WRITTEN PROBLEM: Please update all the entries below, replacing "single point" with "single marker" and leaving everything else unchanged.
*** MATERIAL FOR THIS EXERCISE
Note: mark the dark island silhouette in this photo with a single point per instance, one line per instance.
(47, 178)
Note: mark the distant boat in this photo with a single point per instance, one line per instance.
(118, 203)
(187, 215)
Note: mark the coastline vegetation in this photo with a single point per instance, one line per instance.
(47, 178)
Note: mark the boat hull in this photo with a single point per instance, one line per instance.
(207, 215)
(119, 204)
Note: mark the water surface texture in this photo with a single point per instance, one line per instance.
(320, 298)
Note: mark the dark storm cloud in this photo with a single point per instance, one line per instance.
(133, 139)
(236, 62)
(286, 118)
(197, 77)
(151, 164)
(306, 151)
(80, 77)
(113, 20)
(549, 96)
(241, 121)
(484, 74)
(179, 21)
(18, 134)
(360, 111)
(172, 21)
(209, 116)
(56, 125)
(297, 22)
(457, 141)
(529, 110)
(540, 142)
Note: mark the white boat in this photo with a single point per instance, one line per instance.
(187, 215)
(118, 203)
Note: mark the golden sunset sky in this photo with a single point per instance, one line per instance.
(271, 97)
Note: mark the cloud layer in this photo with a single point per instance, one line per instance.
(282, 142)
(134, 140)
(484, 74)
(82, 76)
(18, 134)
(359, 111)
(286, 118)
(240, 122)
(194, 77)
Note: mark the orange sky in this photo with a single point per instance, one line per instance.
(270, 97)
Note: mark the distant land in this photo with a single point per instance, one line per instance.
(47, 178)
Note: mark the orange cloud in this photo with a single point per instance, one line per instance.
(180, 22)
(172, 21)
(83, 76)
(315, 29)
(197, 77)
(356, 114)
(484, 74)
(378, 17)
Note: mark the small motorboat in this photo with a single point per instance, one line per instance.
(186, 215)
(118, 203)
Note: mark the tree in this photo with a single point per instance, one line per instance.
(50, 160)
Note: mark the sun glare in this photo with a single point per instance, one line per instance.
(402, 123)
******
CORRECT ANSWER:
Note: mark the dark island silhouette in this photo with a single marker per instance, one line per instance.
(47, 178)
Note: mark the distant boat in this photo with a single marker per instance, one line per instance.
(118, 203)
(187, 215)
Note: mark the coastline vegetation in this photo with a single marker per instance, one line per instance.
(47, 178)
Note: mark the boat hull in this photo with a single marker per instance, one line per instance.
(207, 215)
(119, 204)
Note: mark the water surface texture in this photo with a single marker per instance, one line per instance.
(320, 298)
Note: mark the dark storm cloud in this photo with a single marker per instance, one line per instance.
(133, 139)
(236, 62)
(286, 118)
(197, 77)
(151, 164)
(306, 151)
(80, 77)
(113, 20)
(549, 96)
(241, 121)
(484, 74)
(179, 21)
(18, 134)
(360, 111)
(172, 21)
(209, 116)
(56, 125)
(297, 22)
(457, 141)
(529, 110)
(540, 142)
Note: mark the white boat in this photo with a single marker per instance, one line per instance.
(187, 215)
(118, 203)
Note: mark the golden sunset sky in this photo with a single marker per instance, one line per instance.
(271, 97)
Note: mark the cloud layer in this photo with a single marker per instance, one line per instance.
(282, 142)
(134, 140)
(484, 74)
(82, 76)
(18, 134)
(359, 111)
(286, 118)
(240, 122)
(194, 77)
Note: mark the orange sky in this photo with a single marker per instance, one line per instance.
(270, 97)
Note: mark the distant land in this photo with a single marker per instance, one line per instance.
(47, 178)
Note: mark the orange cloud in this photo with a single marker per instance, one line per instance.
(180, 22)
(172, 21)
(83, 76)
(315, 29)
(197, 77)
(356, 114)
(484, 74)
(378, 17)
Note: mark the small motorboat in this photo with a single marker per instance, one line per instance.
(186, 215)
(118, 203)
Note: mark the tree in this photo with a single marker per instance, one line per instance.
(50, 160)
Note: mark the sun glare in this photo with a single marker per instance, one line per instance.
(402, 123)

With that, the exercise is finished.